Instrucciones de trabajo
[a] Transcribe sin cambios todo lo que va en la reseña de Aliento a muerte desde "Saturday, May 28, 2011" hasta "resulta menos importante.".
[b] ¿Cómo seguiría la reseña de Aliento a muerte después de su última oración? Redacta esa continuación.

Extracto del documento
**********

Saturday, May 28, 2011

MÉXICO HUELE A MUERTE

Por Rogelio García-Contreras

Título: Aliento a muerte,
Autor: : F.G. Haghenbeck,
Editorial : Planeta, México,
Año:  2010

Liebe ist wie der krieg, einfach anzufangen aber stark zu beenden. Creo que nada describe mejor al México retratado por Aliento a muerte que esta frase del coronel austriaco Carl Khevenhuller. Y sin embargo, la corrupción, desilusión, ofensas y demás vicisitudes propias de la guerra o el amor que tan vívida y vehementemente plasma la pluma de F.G. Haghenbeck, parten de un arte ignorado por las versiones oficiales de la época, un arte que no por ignorado resulta menos importante.

Esta novela histórica imprescindible para todo aquel que busque empaparse de detalles sociológicos y antropológicos sobre el México imperial de la segunda mitad del siglo XIX, me remite a una frase de Gaston Bachelard: “Para durar, es necesario confiarse a los ritmos, es decir, a sistemas de instantes”. ¿Habría mejor definición del arte de la escritura y el arte de la pintura que ésta: un sistema de instantes? Cuando Carlos Fuentes se inspiró en la obra de Álvarez Bravo para su descripción de México hecha a base de instantes, resultó ser una de las mejores que jamás se hayan realizado sobre el país: “México es una sola, larga herida, un muro tatuado de metralla, un nopal cortado a navajazos, un altar de lágrimas doradas”.

**********

Datos para examinar
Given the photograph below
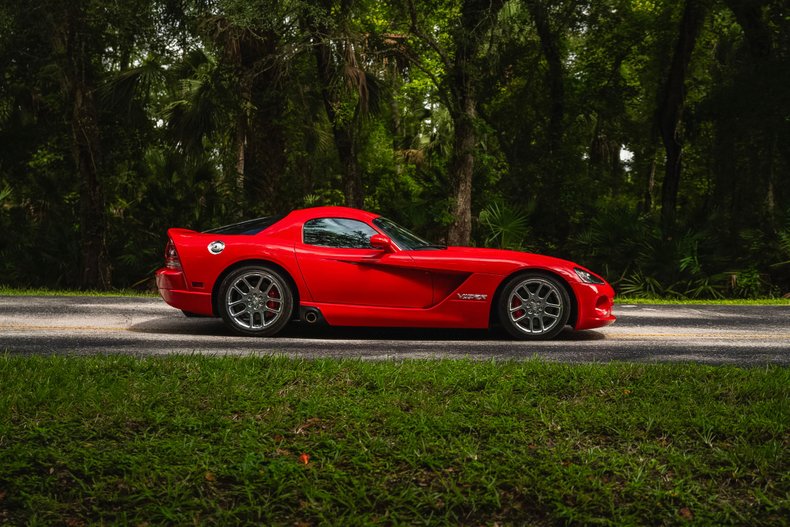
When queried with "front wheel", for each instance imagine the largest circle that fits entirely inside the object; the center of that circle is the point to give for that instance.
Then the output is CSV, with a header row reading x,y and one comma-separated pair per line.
x,y
534,306
255,301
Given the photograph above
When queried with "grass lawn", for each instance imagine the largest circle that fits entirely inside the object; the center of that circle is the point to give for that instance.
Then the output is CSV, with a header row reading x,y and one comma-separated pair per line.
x,y
188,440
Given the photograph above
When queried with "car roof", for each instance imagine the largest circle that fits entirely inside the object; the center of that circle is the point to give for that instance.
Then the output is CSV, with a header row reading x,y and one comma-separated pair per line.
x,y
331,212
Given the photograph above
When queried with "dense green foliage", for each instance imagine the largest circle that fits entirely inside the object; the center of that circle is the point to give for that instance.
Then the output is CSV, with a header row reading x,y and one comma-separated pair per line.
x,y
180,440
537,125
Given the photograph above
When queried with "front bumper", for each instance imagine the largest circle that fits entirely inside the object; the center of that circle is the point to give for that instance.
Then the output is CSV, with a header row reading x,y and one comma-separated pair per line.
x,y
172,287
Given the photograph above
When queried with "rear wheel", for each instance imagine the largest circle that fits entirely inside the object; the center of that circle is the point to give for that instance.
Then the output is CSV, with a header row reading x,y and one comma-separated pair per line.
x,y
255,301
534,306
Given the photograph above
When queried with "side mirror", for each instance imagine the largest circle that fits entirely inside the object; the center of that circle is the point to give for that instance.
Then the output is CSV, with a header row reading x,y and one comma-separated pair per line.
x,y
382,243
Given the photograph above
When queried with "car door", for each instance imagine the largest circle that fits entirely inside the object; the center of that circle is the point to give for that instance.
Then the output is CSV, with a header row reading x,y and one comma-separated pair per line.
x,y
340,266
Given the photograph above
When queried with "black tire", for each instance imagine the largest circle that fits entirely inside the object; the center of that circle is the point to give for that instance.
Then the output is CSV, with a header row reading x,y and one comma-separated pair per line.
x,y
255,301
533,306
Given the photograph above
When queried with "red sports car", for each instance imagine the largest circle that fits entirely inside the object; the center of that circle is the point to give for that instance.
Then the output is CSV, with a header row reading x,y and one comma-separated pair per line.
x,y
348,267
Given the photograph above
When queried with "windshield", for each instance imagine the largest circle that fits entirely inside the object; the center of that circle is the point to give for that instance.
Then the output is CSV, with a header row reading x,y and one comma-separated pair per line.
x,y
403,238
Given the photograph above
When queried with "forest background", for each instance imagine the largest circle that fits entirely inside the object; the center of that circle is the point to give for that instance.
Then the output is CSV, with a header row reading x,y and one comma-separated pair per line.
x,y
648,140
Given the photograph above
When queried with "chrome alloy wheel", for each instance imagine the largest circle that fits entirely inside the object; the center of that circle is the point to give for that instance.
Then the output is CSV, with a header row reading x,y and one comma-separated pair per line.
x,y
536,306
255,300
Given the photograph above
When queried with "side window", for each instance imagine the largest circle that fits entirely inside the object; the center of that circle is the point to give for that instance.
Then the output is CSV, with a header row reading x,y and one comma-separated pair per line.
x,y
338,232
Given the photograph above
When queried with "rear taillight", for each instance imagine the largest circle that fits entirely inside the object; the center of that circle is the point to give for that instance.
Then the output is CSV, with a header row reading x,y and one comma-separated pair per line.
x,y
172,260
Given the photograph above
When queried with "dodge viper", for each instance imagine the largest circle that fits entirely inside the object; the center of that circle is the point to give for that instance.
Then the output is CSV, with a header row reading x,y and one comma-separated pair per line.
x,y
347,267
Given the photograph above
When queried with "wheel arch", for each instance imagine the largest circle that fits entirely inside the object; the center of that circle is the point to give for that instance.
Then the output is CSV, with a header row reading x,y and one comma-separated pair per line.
x,y
255,261
574,313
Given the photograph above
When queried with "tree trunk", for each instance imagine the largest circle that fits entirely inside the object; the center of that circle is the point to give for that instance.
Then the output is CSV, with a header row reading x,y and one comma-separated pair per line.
x,y
670,110
79,86
343,128
461,168
550,46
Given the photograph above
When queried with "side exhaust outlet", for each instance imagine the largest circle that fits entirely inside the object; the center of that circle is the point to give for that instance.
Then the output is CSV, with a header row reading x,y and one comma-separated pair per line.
x,y
311,315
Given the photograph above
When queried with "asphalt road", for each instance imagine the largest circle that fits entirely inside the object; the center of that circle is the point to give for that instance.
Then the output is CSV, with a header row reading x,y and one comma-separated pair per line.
x,y
743,335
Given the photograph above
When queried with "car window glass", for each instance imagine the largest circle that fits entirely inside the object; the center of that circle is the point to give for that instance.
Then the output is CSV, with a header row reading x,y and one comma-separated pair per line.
x,y
338,232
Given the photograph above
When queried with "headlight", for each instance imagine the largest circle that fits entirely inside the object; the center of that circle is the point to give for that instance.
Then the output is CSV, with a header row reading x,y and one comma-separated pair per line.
x,y
587,277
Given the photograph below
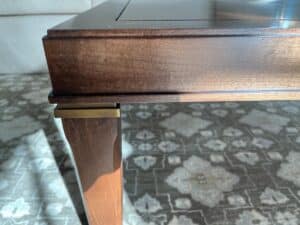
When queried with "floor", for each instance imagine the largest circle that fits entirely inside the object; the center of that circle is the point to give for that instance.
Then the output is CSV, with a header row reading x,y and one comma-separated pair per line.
x,y
184,164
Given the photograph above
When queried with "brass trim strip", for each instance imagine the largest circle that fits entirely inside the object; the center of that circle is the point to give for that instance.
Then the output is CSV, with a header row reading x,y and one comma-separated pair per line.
x,y
87,113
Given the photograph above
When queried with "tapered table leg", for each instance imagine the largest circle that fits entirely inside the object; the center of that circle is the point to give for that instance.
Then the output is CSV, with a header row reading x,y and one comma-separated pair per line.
x,y
95,143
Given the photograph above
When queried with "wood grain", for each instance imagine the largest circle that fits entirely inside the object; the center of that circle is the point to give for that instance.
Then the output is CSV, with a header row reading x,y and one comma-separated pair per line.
x,y
276,95
173,65
182,17
96,149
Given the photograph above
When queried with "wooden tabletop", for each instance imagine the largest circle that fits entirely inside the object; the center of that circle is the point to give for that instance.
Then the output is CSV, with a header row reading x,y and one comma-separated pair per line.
x,y
183,17
217,50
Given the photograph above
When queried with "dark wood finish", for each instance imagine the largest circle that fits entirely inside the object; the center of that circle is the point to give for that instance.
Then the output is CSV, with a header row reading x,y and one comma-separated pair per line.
x,y
96,149
174,65
182,17
132,51
184,97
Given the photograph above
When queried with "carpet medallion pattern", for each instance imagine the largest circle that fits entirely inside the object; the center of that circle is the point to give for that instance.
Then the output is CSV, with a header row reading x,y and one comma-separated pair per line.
x,y
227,163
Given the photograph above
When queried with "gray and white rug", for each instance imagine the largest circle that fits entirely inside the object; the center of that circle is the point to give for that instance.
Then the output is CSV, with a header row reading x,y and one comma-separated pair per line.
x,y
186,164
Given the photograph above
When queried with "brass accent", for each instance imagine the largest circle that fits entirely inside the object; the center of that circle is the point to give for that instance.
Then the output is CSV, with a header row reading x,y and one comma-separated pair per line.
x,y
87,111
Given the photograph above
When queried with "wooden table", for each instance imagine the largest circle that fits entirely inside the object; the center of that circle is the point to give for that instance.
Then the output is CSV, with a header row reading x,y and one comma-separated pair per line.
x,y
132,51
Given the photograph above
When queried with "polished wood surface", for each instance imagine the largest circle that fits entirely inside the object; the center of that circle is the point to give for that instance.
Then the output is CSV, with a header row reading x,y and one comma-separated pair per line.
x,y
97,153
174,65
137,51
169,17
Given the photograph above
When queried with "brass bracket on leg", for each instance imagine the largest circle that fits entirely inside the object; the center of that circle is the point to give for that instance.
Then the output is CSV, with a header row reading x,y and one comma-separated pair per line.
x,y
99,110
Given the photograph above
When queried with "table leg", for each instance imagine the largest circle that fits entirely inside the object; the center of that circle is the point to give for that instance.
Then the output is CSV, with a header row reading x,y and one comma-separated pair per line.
x,y
95,143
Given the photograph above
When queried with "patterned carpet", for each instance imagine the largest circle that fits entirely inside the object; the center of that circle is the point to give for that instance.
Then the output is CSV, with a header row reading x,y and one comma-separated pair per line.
x,y
186,164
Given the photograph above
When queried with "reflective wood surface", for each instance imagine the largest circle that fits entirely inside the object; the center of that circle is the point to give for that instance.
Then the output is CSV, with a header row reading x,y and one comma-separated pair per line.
x,y
195,17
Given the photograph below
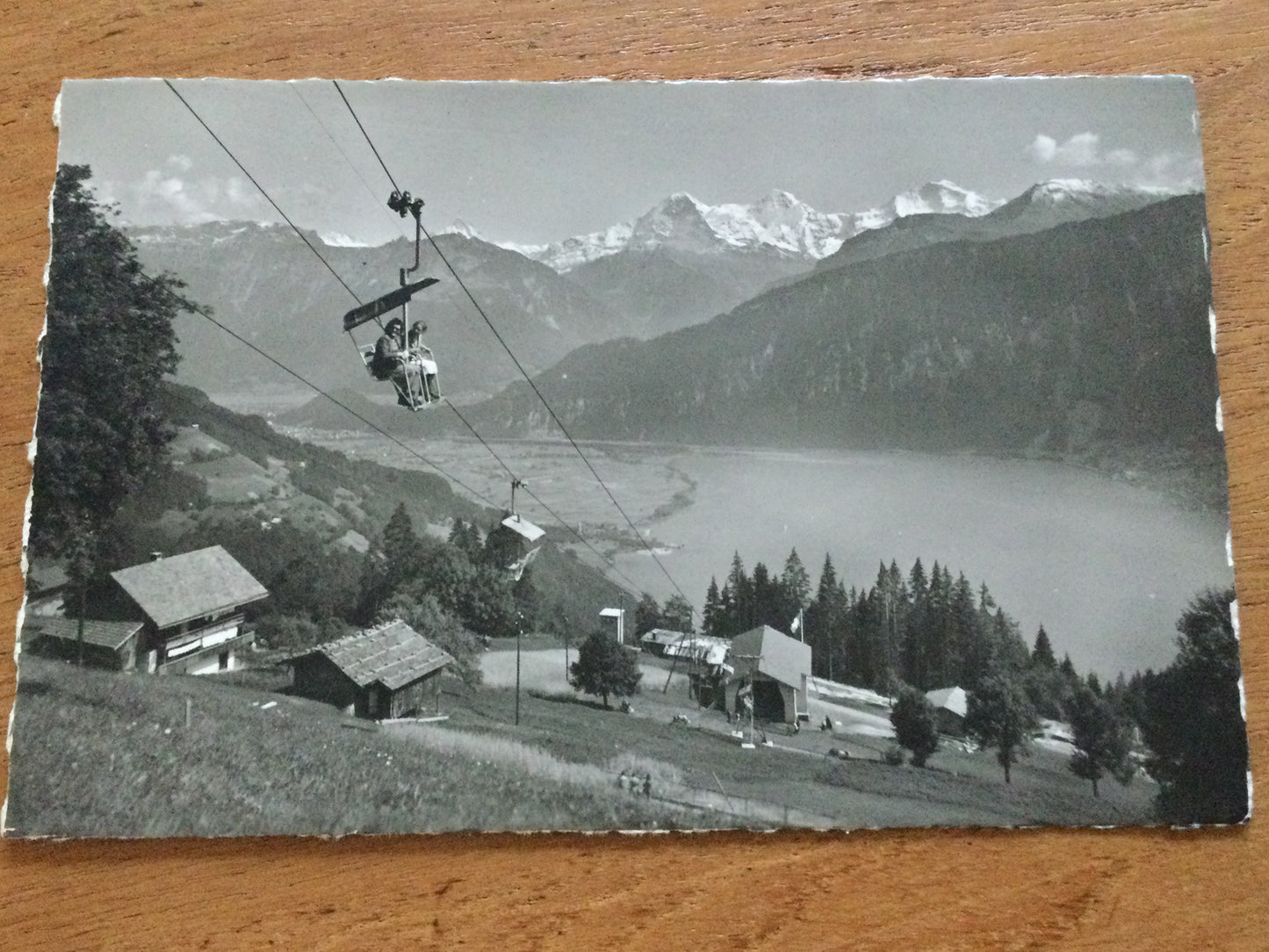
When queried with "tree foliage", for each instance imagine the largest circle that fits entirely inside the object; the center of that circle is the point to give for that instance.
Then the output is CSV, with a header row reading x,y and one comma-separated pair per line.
x,y
108,344
604,667
915,725
427,617
1000,716
1101,741
928,629
1193,720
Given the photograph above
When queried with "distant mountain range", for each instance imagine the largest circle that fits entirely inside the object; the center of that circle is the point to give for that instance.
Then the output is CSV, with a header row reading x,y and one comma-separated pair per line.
x,y
777,222
675,267
264,284
1010,331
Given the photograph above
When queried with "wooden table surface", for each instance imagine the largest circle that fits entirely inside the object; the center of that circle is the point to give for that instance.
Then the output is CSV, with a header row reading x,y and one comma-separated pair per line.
x,y
883,890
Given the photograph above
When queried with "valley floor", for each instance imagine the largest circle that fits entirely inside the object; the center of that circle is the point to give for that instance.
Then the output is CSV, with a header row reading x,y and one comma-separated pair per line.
x,y
99,754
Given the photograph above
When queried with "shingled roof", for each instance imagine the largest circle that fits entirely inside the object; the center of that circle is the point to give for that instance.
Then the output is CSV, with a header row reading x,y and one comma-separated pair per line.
x,y
393,654
179,588
773,653
109,635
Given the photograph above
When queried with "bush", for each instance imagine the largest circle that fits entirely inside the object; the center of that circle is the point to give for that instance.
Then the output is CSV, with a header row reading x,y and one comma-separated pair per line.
x,y
604,667
915,725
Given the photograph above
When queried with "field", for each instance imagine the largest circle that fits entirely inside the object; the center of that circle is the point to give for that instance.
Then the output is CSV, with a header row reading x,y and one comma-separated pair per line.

**********

Respuestas del ejercicio
[a]
Saturday, May 28, 2011

MÉXICO HUELE A MUERTE

Por Rogelio García-Contreras

Título: Aliento a muerte,
Autor: : F.G. Haghenbeck,
Editorial : Planeta, México,
Año:  2010

Liebe ist wie der krieg, einfach anzufangen aber stark zu beenden. Creo que nada describe mejor al México retratado por Aliento a muerte que esta frase del coronel austriaco Carl Khevenhuller. Y sin embargo, la corrupción, desilusión, ofensas y demás vicisitudes propias de la guerra o el amor que tan vívida y vehementemente plasma la pluma de F.G. Haghenbeck, parten de un arte ignorado por las versiones oficiales de la época, un arte que no por ignorado resulta menos importante.

[b]
Para bien de la literatura mexicana y años después de que Fuentes se inspirara en la obra de Álvarez Bravo, aparece F.G. Haghenbeck con nuevos bríos, iluminando una época de México que sólo se podía retratar a través de la pintura, para regalarnos a detalle y sin compromisos históricos, un retrato hablado del Imperio de Maximiliano. El sofisticado diálogo entre la pintura y la novela de Aliento a muerte convierten a esta obra en una expresión artística que lo es por meritos propios, pues toda obra de arte es un asunto humano y sin embargo, ningún arte termina por ser lo suficientemente humano.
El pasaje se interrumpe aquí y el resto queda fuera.